(本文):
+++

考え方として、いかにこの3つの要素を組み合わせて、どこが中心点になり得るかを的確に捉えて、その点をコンセプトとして表現していく事が求められます。

特にMustやCanという要素は時代や、社会の変化によって状況が大きく異なります。例えば、インターネットが誕生して初期の頃は基本的なプログラミングの作業ができればCanの部分で大きなアドバンテージを得る事ができたのではないかと思います。

しかし、フリーソフトの誕生や同じ、もしくはそれ以上のエンジニアの人の数が増えていけばいくほど、自分達ができたこと(Can)の価値というのが相対的に小さくなっていきます。

Mustに関しても同様で、自身と同じ価値を提供できるプレイヤーが増えれば増えるほど、社会からの自分達ができることへのニーズは減っていき、それに伴ってさらに競争が激しくなります。

WillとCanだけでなく、自分が目指す「Will」も必要

このようにWill、Can、Mustというのは常に固定された状態ではなく、常に変化し続けていく状態として理解をする必要があります。

良い側面として、競争が生まれることによって、サービスの質や価値が全体として上がっていく事が挙げられますが、マーケットによっては少数のプレイヤーしか生き残れないような厳しい状況になっていく可能性も大いに考えられます。

そのため、常に全体のMustを意識しながら、合わせて自身、または自社のポジショニングを理解し、それに合わせたCanを提供できるような環境作りを行なっていく必要があります。

その中で忘れてはならないのが、Willの存在です。

+++

(課題内容): 本文では、Will、Can、Mustをどのような状態として理解する必要があるとしていますか。一文で答えてください。 データ一覧はこの作業では使いません。

(抽出データ一覧):
+++

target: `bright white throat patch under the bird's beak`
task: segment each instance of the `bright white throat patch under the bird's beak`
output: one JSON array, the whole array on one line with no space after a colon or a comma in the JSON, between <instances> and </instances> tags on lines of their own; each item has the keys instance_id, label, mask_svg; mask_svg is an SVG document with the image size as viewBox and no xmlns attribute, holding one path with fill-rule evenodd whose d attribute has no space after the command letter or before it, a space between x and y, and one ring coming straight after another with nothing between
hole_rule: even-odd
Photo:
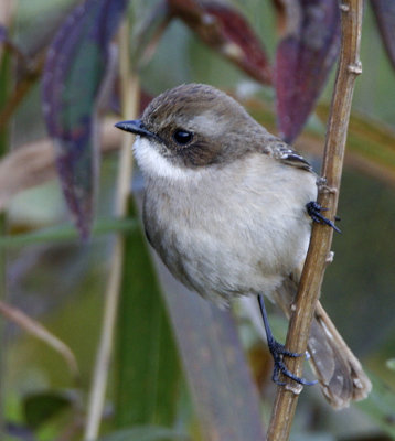
<instances>
[{"instance_id":1,"label":"bright white throat patch under the bird's beak","mask_svg":"<svg viewBox=\"0 0 395 441\"><path fill-rule=\"evenodd\" d=\"M170 180L186 180L200 178L196 170L182 169L172 164L152 146L148 138L137 136L134 143L134 153L141 171L147 176L167 178Z\"/></svg>"}]
</instances>

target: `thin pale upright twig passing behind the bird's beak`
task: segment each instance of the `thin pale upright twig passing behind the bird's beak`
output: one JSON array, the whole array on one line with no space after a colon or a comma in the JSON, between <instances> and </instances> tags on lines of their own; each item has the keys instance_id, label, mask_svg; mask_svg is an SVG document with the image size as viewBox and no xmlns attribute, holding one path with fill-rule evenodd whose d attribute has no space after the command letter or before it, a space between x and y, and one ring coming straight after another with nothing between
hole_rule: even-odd
<instances>
[{"instance_id":1,"label":"thin pale upright twig passing behind the bird's beak","mask_svg":"<svg viewBox=\"0 0 395 441\"><path fill-rule=\"evenodd\" d=\"M137 114L139 103L139 85L137 77L130 74L130 51L129 51L129 25L124 23L120 29L120 77L121 96L124 97L124 115L128 118ZM131 149L130 137L124 137L119 155L119 172L116 193L116 214L125 216L127 201L130 193L131 182ZM94 377L90 386L90 396L87 410L85 428L85 440L90 441L97 438L103 416L113 342L116 326L117 310L119 303L119 289L121 281L121 268L124 256L124 238L116 237L113 250L111 267L109 272L104 318L102 325L100 342L98 345Z\"/></svg>"}]
</instances>

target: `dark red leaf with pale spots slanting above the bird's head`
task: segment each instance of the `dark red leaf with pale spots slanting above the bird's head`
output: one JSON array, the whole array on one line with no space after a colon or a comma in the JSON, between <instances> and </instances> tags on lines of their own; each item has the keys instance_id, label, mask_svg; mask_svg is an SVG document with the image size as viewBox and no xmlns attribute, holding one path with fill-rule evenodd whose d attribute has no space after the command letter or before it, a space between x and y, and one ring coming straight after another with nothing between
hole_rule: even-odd
<instances>
[{"instance_id":1,"label":"dark red leaf with pale spots slanting above the bird's head","mask_svg":"<svg viewBox=\"0 0 395 441\"><path fill-rule=\"evenodd\" d=\"M195 0L167 0L170 13L184 21L209 46L236 64L250 77L271 84L265 49L248 22L227 4Z\"/></svg>"}]
</instances>

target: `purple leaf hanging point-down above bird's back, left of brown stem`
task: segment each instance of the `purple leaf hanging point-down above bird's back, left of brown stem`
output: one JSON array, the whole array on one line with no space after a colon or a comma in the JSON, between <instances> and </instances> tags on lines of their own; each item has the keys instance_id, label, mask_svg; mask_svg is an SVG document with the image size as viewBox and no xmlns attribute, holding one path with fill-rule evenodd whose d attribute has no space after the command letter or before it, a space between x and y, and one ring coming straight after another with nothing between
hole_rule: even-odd
<instances>
[{"instance_id":1,"label":"purple leaf hanging point-down above bird's back, left of brown stem","mask_svg":"<svg viewBox=\"0 0 395 441\"><path fill-rule=\"evenodd\" d=\"M338 0L299 0L298 9L276 54L278 127L287 142L301 131L340 49Z\"/></svg>"}]
</instances>

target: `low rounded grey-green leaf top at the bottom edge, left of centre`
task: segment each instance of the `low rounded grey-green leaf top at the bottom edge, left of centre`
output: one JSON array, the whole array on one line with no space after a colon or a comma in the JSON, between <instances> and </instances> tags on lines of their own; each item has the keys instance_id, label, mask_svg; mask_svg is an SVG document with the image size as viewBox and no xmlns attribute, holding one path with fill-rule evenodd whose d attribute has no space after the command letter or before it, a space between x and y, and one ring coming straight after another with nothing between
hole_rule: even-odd
<instances>
[{"instance_id":1,"label":"low rounded grey-green leaf top at the bottom edge, left of centre","mask_svg":"<svg viewBox=\"0 0 395 441\"><path fill-rule=\"evenodd\" d=\"M102 437L97 441L186 441L188 438L179 431L167 429L159 426L141 426L132 429L116 431L107 437Z\"/></svg>"}]
</instances>

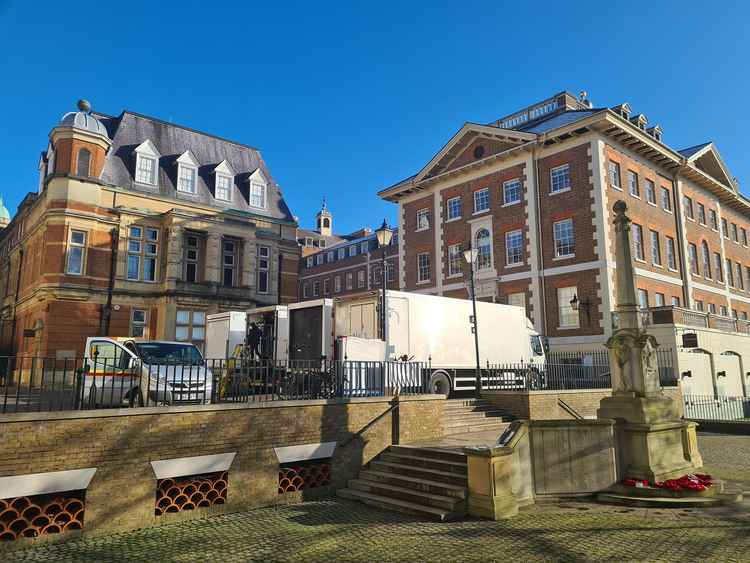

+++

(解答): 常に固定された状態ではなく、常に変化し続けていく状態として理解する必要があるとしています。